PARTS OF THE EXERCISE:
1 > From the passage below about the Ecolint student project, list every person named as having started or developed the project.
2 > Continue the passage below about the Ecolint student project from its last sentence.

═══ SOURCE PASSAGE ═══

Over 140 Students of year 9 at the International School of Geneva (Ecolint) were given 24 issues directly related to the 17 Sustainable Development Goals of the United Nations. These 13/14-year old’s have been challenged to work together and come up with ideas.
This Ecolint project as started by Sarah Lalaz and developed further in conjunction with Nicky Curtin, Jan Djikstra, Sonia Eastham and Daniel Auger, creates an enriching experience, adding new skills to their student’s regular educational program; cross disciplinary groups from different classes, working with one or more unknown adult experts from the field, organization of your team, tasks... Who takes the lead? How do you distribute the work? Valuable lessons for kids that age. Well, all ages, if you ask me.
It became even more challenging, since some virus showed up and all plans needed to change drastically. All kids stuck at home - how’s that for a setting of a two-month collaborative project? An unforeseen organizational glitch, obviously. But the lockdown and the pandemic itself turned out to be a changemaker on different levels. It created a framework for new ideas to prosper. Instead of fictitious concepts, we can now balance our ideas against actual concrete issues to tackle.
Reality thus overcame fiction and the wildest ideas should not be left out; COVID 19 showed (and shows us) the actual need for paradigm shifting ideation projects; in that sense, we can safely say COVID-19 is an unintended but major aspect added to the curriculum of these youngsters.
I am proud to welcome you to this special edition of the SDGzine. The idea of the SDGzine magazine is to create a source of inspiration and leave traces of the work that has been done. In my wildest dreams the magazine does not only show best practices and be an end of a project, yet rather be a starting point and help accelerate these projects that deserve to be taken on by others.

═══ RAW DATA ═══

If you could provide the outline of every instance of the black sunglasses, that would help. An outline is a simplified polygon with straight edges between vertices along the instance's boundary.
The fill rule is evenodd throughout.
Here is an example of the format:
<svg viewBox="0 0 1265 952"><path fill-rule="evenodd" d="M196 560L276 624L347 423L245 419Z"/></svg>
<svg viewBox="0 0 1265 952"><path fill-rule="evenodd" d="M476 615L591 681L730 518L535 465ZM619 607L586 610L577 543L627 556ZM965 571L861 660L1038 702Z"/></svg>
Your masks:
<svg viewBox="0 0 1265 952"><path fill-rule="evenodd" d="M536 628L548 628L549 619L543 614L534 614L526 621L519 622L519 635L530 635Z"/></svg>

═══

TASK-BY-TASK ANSWERS:
1 > Sarah Lalaz, Nicky Curtin, Jan Djikstra, Sonia Eastham, Daniel Auger

2 >
The advantage of the Sustainable Development Goals - SDGs - is that they create a clear navigation system. Only recently we produced SDGzine 01 in collaboration with the University of Geneva, and at this very moment the SDGzine 02 is in production. The one you are holding is a first Special School Edition.
As a reader, the SDGs will guide you through the 24 projects, each going from global challenges to local actions. Because, sure, we can have ideas. We can do hackathons. But my fear is always these are time consuming events that become rather team building activities than actual change makers. Hence the importance of the local action part of the kid’s missions. What concrete action can they think of? What could they do, themselves? How can we turn that global issue into something very tangible close by?
And true, the lockdown made lots of the actual actions impossible. But we cannot deny that the energy from these youngsters is exemplary. For other kids and schools, sure, but also for us, adults.
We might have forgotten about the importance of things. We might have lost a bit the hierarchy of needs of our planet and mankind. Browsing through all these ideas, and you’ll get a wake up call. We need to act. The future is calling. 144 students at a time.